### RECORDS TO USE:
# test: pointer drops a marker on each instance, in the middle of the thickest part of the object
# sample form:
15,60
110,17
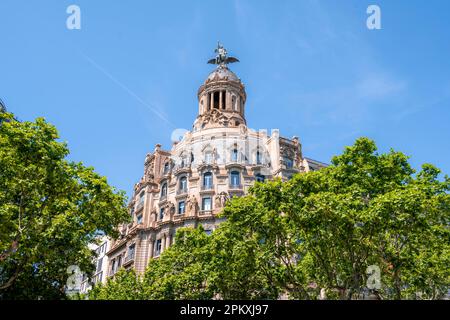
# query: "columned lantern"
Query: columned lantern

--

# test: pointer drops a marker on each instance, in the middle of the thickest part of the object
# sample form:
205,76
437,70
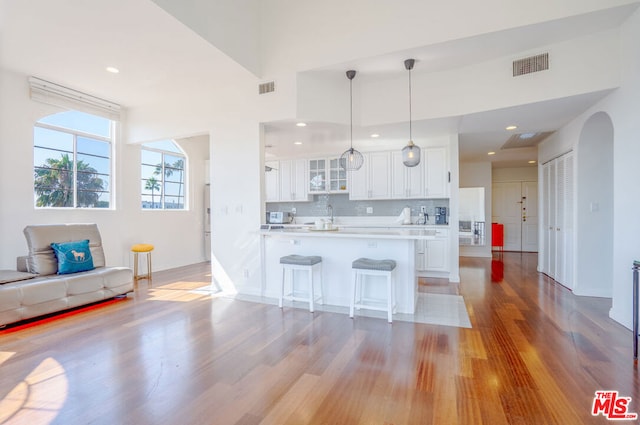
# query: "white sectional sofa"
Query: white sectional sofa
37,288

### WHAT IS EXPECTED:
All lines of the entries above where "lantern" turns up should be reported.

### RESULT FOR THIS EXERCISE:
# query: "columned lantern"
Query: columned lantern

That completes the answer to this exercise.